Directions for this task ▸
Arrange the stretch of the items below from the line containing "Where can the blue" through the line containing "<point>508,191</point>" as a numbered list, omitting blank lines. Include those lines and no others.

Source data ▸
==================================================

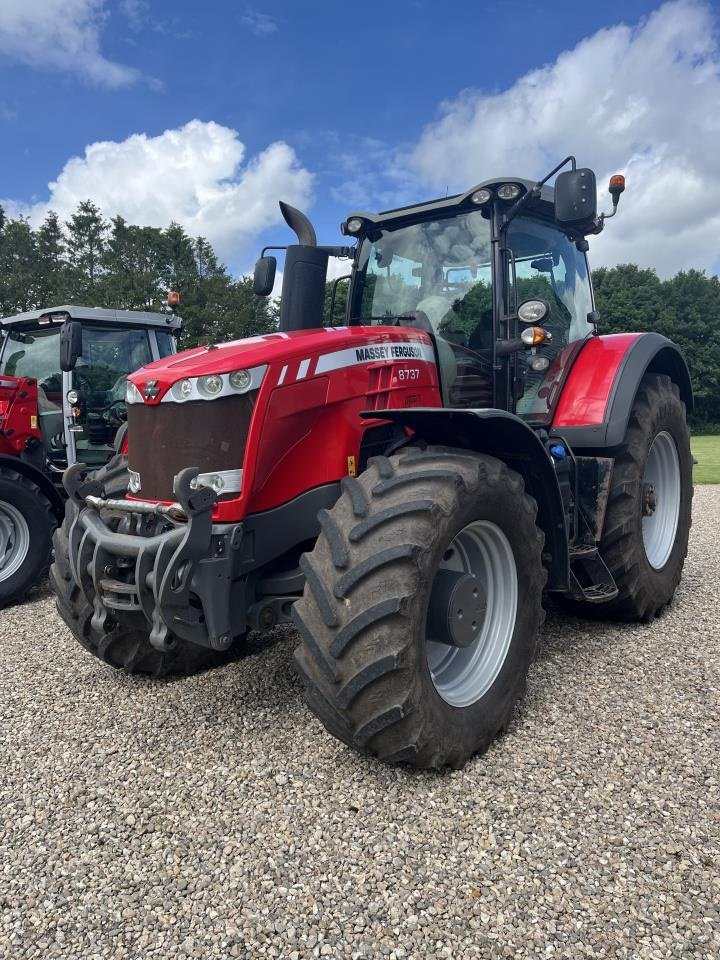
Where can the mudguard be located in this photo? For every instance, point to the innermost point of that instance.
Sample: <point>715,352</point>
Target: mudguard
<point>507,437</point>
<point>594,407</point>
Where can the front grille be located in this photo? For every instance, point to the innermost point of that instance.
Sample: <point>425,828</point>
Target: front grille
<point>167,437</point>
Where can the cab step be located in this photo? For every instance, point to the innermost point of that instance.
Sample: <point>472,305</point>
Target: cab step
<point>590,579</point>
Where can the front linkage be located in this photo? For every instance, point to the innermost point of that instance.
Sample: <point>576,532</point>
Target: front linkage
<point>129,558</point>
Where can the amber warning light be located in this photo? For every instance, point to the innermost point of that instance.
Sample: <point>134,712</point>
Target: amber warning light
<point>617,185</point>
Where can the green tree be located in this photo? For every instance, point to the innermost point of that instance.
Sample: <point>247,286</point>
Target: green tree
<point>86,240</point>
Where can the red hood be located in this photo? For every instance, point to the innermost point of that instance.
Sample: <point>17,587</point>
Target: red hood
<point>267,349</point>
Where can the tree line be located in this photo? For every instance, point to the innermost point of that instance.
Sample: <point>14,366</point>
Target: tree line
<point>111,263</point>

==================================================

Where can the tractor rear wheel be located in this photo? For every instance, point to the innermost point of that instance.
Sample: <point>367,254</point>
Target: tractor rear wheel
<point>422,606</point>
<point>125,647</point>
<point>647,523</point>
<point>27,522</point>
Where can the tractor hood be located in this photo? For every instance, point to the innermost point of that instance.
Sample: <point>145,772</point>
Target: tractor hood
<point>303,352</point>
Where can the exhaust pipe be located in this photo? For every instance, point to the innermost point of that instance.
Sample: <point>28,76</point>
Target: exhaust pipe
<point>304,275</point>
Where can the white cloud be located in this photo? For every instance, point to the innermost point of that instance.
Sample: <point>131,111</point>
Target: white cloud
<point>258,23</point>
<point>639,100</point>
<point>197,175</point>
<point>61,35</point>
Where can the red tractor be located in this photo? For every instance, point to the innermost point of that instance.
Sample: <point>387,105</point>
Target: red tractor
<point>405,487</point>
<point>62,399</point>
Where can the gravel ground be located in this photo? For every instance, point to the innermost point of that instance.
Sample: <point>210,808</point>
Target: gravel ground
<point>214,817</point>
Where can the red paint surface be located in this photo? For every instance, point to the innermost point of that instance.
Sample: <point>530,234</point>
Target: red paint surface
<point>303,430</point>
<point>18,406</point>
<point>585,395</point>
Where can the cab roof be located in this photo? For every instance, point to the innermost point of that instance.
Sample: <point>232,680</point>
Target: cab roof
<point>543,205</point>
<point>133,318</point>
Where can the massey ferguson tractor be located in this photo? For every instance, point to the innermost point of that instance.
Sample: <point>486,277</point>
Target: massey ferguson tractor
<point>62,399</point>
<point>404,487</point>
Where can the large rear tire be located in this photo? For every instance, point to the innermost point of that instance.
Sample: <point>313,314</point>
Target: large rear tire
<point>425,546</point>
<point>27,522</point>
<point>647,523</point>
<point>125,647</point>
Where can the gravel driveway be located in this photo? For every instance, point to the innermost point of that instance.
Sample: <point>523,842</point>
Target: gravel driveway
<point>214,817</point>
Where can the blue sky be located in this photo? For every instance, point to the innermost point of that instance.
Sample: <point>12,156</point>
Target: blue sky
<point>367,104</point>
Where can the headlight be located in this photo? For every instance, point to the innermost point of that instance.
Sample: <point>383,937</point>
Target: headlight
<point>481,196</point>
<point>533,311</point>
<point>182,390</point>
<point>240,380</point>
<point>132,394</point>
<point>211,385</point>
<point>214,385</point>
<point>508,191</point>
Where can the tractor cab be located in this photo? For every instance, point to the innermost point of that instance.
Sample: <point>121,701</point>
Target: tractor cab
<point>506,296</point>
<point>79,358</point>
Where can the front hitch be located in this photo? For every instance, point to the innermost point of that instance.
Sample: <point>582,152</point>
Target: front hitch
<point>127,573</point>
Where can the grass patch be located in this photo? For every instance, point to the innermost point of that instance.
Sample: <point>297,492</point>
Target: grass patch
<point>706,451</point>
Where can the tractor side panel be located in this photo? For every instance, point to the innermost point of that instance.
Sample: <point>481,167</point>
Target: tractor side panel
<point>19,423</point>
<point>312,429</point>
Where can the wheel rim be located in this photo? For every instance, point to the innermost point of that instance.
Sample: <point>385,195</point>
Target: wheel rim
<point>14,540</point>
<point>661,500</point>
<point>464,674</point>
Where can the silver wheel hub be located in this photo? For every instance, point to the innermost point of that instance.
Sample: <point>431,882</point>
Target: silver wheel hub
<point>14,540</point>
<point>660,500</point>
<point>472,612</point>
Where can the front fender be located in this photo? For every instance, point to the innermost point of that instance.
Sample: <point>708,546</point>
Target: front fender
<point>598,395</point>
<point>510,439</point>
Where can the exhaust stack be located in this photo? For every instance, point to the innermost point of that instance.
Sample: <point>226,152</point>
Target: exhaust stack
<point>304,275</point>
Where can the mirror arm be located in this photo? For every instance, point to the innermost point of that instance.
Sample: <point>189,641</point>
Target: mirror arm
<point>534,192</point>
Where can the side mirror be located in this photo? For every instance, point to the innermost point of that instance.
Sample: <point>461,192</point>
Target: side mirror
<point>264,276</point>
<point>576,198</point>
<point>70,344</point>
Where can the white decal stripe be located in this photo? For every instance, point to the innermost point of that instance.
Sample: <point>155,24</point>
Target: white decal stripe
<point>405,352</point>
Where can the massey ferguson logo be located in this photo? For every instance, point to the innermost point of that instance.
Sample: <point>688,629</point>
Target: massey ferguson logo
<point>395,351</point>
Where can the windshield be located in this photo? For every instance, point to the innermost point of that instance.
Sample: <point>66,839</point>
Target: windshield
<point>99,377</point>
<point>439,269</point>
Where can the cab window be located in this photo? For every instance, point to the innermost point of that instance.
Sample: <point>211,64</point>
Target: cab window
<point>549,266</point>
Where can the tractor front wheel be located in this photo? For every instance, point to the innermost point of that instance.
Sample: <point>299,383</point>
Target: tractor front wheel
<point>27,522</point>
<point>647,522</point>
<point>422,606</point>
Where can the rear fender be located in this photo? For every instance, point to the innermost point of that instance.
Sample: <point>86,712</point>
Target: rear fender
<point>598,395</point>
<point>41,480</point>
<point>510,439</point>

==================================================

Final result ▸
1. Where can the blue sky be located in this photo? For every instance, point to the innermost point of that instance.
2. Sample: <point>12,156</point>
3. Target: blue sky
4. <point>367,104</point>
5. Where can the headlight be located in this photo? For every instance, point to the innermost point of that instance.
6. Sample: <point>383,937</point>
7. Target: headlight
8. <point>481,196</point>
9. <point>533,311</point>
10. <point>182,390</point>
11. <point>240,380</point>
12. <point>132,394</point>
13. <point>211,385</point>
14. <point>214,385</point>
15. <point>508,191</point>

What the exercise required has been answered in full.